**EXCERPTED PASSAGE:**

——

Another relevant EIP is EIP-4488, which aims to significantly reduce the gas cost of transaction calldata and also limits the total amount of transaction calldata in a block. This means that the transaction cost of Ethereum layer 2s such as Optimism or zk-rollups like zkSync will also reduce. This is, however, a short-term solution as the eventual solution to this issue will come through sharding. Sharding has not been implemented in the April 2023 Shanghai upgrade.

In later Ethereum upgrades, EIP-4844 implements proto-danksharding, which introduces blob-carrying transactions, which marks the first step toward implementing full sharding on Ethereum. This EIP introduces a new transaction format for “blob-carrying transactions,” which can contain a large amount of data that is not executed by the EVM but whose commitment can be accessed. This format is designed to be fully compatible with the format that will be used in full sharding.

Rollups are a promising scaling solution for Ethereum and have already significantly reduced fees for many Ethereum users. However, they are still too expensive for some users. The ultimate solution to the limitations of rollups is data sharding, which would add 16 MB of dedicated data space to the chain per block for rollups to use. However, full data sharding is likely to take a long time to implement completely. This EIP provides a solution in the interim by implementing the transaction format that will eventually be used in full danksharding, but without actually implementing the sharding of transactions. Instead, the data from these transactions will be part of the Beacon Chain and will be fully downloadable by all consensus nodes but can be deleted after a relatively short delay.

Rollups involve posting a large amount of data, which could overburden nodes if they were required to download all of it. This would increase resource requirements and negatively impact decentralization. To address this, Data Availability Sampling (DAS) enables nodes, including light clients, to easily and securely confirm that all data has been made available without the need to download it all:

Diagram  Description automatically generated

Figure 13.10: Data availability sampling

Danksharding solves the data availability problem by providing anyone with the ability to download the full data should the need arise. It uses a technique called DAS where a client randomly samples an erasure-coded (using Reed-Solomon codes) blob of data to ascertain the availability of data. In other words, the data is erasure-coded and extended using the Reed-Solomon codes, which allows for representing the data as a polynomial and evaluating it at various points. This technique means that now only 50% of the erasure code data is enough to ascertain the full data availability, as the other 50% can be reconstructed.

——

**EXERCISE SET:**
[1] In the passage on Ethereum sharding, copy the text from "Danksharding solves the" to "can be reconstructed.".
[2] According to the passage on Ethereum sharding, how much dedicated data space per block would data sharding add for rollups to use?
[3] Go on with the passage on Ethereum sharding from where it stops.
The data after this passage is separate material.

**RECORD SET:**
——

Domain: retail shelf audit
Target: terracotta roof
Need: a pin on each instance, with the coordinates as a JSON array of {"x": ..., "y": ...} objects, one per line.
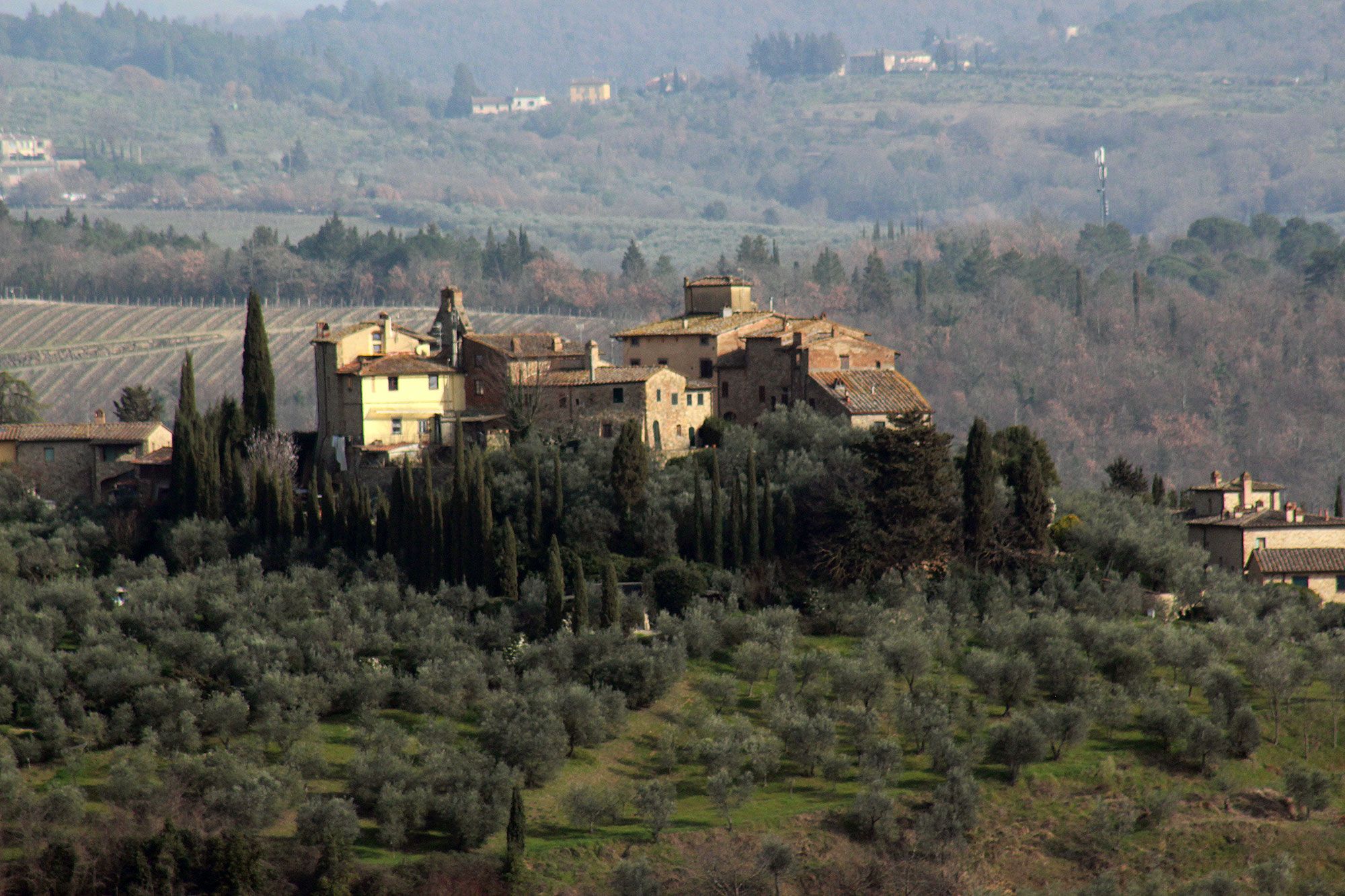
[
  {"x": 720, "y": 280},
  {"x": 1330, "y": 560},
  {"x": 399, "y": 365},
  {"x": 1269, "y": 520},
  {"x": 93, "y": 432},
  {"x": 365, "y": 325},
  {"x": 700, "y": 325},
  {"x": 157, "y": 458},
  {"x": 874, "y": 392},
  {"x": 527, "y": 345},
  {"x": 603, "y": 376},
  {"x": 1233, "y": 485}
]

——

**PER-TASK ANSWERS:**
[1]
Danksharding solves the data availability problem by providing anyone with the ability to download the full data should the need arise. It uses a technique called DAS where a client randomly samples an erasure-coded (using Reed-Solomon codes) blob of data to ascertain the availability of data. In other words, the data is erasure-coded and extended using the Reed-Solomon codes, which allows for representing the data as a polynomial and evaluating it at various points. This technique means that now only 50% of the erasure code data is enough to ascertain the full data availability, as the other 50% can be reconstructed.

[2] 16 MB

[3]
For an attacker to successfully deceive the DAS mechanism to make nodes think that the full data is available, they would have to conceal more than half of the block. With many random samples taken, the probability of less than half of the data being available becomes negligible. This technique works but the challenge here is how we ensure that the erasure coding is done correctly. What if the block producer extended the block with some useless data and the sampling came back fine, but the actual data was just junk, which cannot be used to reconstruct the data? This is where the KZG commitment scheme helps.

The KZG commitment scheme is a polynomial commitment scheme where a prover can commit to a polynomial. This means that the prover can reveal the value of the polynomial at any given point and prove that it is equal to a claimed value. Once the prover has committed to a value, the prover cannot change the polynomial later. The prover can only provide valid proofs for this specific polynomial and won’t be able to produce a proof altogether or, if somehow they do, it won’t be accepted by the verifier.

Sharding is also known as a phase named “The Surge,” after The Merge.

The upgrades are divided into various phases, as listed below:

  • The Merge: Already done on 15th September 2022, which switched from PoW to PoS.
  • The Surge: Achieve scalability by making Ethereum rollup-friendly.
  • The Scourge: Solve centralization and Maximal Extractable Value (MEV), and achieve neutral transaction inclusion.
  • The Verge: Make block verification quick and easy by utilizing SNARKs.
  • The Purge: Remove excess historical data, simplify the protocol, eliminate technical debt, and reduce the cost of participation.
  • The Splurge: Solve any other remaining issues.

Note that some of these phases and terminologies could change as the roadmap is evolving; however, any new phases or efforts will be geared toward achieving the eventual goal of scalable Ethereum and making working with the layer 2 protocol easy.

Currently, in layer 2 solutions, the batch of transactions is submitted to layer 1 via calldata. However, with the introduction of EIP-4844, a new type of transaction called a “blob-carrying transaction” has been added, which carries “blob” data and is responsible for paying the transaction fee. The “blob-carrying transaction” includes a commitment to prove the existence of data in the blob. It is important to note that the additional content, which is the blob data, is separate from the “blob transaction” and can be considered a sidecar.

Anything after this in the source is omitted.